Problems to solve:
a – Answer these questions using the passage about George Lakey, and mark your answers (i), (ii), (iii) to match.
(i) How old was Lakey at the time of his most recent arrest, and at what kind of event did it happen?
(ii) Which publisher released Dancing with History, and in what month and year?
(iii) For whom did Lakey serve as an unarmed bodyguard?
b – Turn the paragraph of the passage about George Lakey that begins "In Dancing with History" into a short bulleted list that keeps its main facts.
c – Write out the passage about George Lakey word for word from "From strategies he" up to and including "family and mission.".

Meeting our challenges

From his first arrest in the civil rights era to his most recent during a climate justice march at the age of 83, George Lakey has committed his life to a mission of building a better world through movements for justice.

In Dancing with History: A Life for Peace and Justice (Seven Stories, December 2022), George describes the personal, political, and theoretical – coming out as bisexual to his Quaker community while known as a church leader and family man, protesting against the war in Vietnam by delivering medical supplies through the naval blockade in the South China Sea, and applying his academic study of nonviolent resistance to creative tactics in direct action campaigns.

From strategies he learned as a young man facing violence in the streets to risking his life as an unarmed bodyguard for Sri Lankan human rights lawyers, Lakey recounts his experience living out the tension between commitment to family and mission.

Drawing strength from his community to fight cancer, survive painful parenting struggles, and create networks to help prevent activist burnout, this book shows us how to find hope in even the darkest times through strategic, joyful activism.

Excerpted data:
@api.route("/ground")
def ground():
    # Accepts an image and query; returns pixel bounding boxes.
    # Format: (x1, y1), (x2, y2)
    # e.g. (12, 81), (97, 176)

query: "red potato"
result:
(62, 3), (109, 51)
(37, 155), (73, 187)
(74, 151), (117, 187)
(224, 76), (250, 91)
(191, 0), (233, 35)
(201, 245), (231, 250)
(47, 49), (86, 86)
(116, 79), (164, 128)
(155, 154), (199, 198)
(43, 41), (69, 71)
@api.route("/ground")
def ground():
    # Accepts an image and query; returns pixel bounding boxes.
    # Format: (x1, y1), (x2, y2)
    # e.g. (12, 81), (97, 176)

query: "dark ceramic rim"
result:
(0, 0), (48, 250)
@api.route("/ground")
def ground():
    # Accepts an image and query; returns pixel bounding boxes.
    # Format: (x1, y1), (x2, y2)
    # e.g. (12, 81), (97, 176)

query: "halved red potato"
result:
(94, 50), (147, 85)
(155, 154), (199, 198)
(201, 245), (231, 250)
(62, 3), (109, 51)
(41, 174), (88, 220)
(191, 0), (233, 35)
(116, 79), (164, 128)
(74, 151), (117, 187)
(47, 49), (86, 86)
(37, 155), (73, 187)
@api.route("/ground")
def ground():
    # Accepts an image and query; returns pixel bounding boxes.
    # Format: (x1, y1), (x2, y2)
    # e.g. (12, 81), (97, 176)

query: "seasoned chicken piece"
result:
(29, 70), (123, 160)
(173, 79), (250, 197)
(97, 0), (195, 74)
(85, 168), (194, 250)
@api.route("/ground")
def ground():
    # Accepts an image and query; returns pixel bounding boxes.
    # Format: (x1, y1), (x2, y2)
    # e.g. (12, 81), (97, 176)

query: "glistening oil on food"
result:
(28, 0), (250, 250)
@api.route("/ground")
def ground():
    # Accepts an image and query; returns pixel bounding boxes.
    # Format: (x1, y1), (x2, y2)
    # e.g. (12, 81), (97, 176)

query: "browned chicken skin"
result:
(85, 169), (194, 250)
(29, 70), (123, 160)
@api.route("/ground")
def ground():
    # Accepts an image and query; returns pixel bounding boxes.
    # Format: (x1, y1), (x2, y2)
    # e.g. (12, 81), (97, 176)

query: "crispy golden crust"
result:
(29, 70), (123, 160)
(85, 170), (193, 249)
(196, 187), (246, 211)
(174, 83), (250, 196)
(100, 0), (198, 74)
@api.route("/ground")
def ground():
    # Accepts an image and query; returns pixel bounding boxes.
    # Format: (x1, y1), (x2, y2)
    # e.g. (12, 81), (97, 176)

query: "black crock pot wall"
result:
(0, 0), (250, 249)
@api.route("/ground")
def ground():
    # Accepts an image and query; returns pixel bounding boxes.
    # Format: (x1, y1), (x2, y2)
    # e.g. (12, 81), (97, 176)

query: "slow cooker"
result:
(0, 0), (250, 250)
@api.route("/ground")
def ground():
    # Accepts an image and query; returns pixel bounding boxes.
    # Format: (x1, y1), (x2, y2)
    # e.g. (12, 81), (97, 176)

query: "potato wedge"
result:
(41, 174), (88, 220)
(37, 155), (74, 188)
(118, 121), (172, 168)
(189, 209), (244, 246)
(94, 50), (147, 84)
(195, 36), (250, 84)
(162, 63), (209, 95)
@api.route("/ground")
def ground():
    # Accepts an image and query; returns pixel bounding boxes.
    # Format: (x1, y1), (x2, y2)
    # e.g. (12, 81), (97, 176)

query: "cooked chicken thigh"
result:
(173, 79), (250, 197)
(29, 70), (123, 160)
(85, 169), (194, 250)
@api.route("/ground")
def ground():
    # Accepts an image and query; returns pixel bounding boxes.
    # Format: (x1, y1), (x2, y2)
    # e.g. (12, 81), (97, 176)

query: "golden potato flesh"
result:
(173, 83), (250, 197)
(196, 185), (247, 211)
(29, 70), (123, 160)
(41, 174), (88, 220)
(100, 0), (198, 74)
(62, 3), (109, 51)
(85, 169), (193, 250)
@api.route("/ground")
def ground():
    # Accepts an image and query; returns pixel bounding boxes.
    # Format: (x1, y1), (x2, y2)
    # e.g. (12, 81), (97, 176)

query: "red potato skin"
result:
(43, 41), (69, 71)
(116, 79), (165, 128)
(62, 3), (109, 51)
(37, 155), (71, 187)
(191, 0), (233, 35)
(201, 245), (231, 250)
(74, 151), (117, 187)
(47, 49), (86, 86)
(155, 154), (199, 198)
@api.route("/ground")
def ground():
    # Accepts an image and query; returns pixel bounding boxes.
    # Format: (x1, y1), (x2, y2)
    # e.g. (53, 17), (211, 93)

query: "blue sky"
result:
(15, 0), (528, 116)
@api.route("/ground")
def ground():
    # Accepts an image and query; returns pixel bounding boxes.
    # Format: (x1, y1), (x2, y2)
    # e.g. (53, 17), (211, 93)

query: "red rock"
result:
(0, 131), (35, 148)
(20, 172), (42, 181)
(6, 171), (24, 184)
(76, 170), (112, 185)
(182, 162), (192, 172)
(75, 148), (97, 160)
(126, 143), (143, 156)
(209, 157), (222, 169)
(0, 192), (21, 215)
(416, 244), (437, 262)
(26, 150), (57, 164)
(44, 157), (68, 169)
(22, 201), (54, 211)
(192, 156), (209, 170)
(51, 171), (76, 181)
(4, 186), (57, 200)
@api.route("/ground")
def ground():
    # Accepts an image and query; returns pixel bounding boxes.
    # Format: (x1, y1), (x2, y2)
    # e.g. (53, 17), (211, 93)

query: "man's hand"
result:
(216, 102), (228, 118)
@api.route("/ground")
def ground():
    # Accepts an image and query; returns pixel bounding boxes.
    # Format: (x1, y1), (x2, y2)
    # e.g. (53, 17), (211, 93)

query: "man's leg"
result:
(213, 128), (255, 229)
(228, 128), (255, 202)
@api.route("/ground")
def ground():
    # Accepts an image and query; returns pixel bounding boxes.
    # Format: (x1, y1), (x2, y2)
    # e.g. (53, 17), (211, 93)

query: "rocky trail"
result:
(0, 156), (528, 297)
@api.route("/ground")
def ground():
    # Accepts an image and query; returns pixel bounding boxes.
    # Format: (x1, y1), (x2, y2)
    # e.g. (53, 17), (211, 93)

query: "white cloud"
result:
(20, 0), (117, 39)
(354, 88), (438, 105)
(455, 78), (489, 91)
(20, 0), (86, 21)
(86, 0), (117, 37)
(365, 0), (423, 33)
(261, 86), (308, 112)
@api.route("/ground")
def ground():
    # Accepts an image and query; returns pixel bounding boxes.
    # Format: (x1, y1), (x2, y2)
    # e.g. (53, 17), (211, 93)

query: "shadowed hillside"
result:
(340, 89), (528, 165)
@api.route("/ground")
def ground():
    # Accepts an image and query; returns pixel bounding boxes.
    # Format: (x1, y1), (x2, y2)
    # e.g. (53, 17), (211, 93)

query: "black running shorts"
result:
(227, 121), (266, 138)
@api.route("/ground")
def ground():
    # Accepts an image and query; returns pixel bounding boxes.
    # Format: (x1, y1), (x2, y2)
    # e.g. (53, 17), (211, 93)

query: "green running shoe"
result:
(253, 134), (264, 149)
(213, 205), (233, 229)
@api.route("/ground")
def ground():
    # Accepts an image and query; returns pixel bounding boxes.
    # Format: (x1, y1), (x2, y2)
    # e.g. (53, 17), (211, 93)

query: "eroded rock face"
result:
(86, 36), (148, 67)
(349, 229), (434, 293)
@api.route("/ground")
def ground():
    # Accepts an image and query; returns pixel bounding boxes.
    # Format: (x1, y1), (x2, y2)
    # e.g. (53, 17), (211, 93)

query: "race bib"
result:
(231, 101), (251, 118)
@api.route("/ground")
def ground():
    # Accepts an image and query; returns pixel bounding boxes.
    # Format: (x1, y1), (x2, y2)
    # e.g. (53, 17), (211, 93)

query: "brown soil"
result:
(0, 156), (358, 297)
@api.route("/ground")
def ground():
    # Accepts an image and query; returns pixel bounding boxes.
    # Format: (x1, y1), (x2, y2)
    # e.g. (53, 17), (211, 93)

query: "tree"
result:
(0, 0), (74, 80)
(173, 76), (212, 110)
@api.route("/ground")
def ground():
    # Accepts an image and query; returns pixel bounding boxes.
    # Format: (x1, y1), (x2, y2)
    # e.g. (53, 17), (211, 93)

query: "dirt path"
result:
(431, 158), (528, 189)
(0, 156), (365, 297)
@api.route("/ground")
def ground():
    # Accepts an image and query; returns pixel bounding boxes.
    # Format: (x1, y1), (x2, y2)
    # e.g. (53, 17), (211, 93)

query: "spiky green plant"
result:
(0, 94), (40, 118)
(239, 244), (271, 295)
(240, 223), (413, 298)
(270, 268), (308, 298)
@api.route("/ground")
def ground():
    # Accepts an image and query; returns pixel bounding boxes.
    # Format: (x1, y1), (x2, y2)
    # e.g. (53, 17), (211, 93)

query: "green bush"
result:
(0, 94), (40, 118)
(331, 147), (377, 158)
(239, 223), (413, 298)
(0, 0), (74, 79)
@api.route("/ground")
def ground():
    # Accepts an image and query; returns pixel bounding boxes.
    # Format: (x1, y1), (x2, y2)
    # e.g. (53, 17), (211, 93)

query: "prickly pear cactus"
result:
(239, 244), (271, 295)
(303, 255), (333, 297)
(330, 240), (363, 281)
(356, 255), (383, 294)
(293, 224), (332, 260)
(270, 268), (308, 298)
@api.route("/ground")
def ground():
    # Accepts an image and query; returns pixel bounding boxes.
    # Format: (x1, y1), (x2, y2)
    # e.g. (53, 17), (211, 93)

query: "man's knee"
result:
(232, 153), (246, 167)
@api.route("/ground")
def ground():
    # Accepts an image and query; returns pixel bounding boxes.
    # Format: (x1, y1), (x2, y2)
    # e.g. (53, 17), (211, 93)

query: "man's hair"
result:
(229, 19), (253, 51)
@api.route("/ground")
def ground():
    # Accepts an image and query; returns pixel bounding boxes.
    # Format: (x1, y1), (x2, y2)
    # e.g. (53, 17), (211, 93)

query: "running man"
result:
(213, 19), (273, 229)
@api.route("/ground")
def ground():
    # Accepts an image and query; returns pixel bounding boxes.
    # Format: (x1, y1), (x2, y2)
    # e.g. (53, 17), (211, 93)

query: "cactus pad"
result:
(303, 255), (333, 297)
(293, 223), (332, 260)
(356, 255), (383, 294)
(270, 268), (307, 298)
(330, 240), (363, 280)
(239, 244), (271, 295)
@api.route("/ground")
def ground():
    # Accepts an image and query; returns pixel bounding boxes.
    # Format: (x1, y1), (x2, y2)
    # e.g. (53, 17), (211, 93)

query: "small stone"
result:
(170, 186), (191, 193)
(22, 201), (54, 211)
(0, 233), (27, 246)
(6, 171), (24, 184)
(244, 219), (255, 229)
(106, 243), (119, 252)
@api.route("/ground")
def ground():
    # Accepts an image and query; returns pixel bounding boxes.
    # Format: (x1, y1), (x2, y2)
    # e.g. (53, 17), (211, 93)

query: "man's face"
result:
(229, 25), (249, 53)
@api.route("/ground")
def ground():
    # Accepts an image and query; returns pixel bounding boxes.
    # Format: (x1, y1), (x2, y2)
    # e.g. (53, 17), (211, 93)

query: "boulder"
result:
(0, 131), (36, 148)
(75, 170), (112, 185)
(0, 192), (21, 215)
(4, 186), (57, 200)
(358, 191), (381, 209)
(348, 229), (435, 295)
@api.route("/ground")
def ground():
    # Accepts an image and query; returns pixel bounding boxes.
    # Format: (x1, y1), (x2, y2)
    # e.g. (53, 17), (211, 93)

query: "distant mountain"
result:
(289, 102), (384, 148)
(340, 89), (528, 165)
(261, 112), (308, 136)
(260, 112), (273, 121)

Solutions:
a –
(i) He was 83, and the arrest happened during a climate justice march.
(ii) Seven Stories released it in December 2022.
(iii) He served as an unarmed bodyguard for Sri Lankan human rights lawyers.

b –
- Book: Dancing with History: A Life for Peace and Justice (Seven Stories, December 2022)
- It covers the personal, political, and theoretical:
  - Coming out as bisexual to his Quaker community while known as a church leader and family man
  - Protesting the Vietnam War by delivering medical supplies through the naval blockade in the South China Sea
  - Applying his academic study of nonviolent resistance to creative tactics in direct action campaigns

c –
From strategies he learned as a young man facing violence in the streets to risking his life as an unarmed bodyguard for Sri Lankan human rights lawyers, Lakey recounts his experience living out the tension between commitment to family and mission.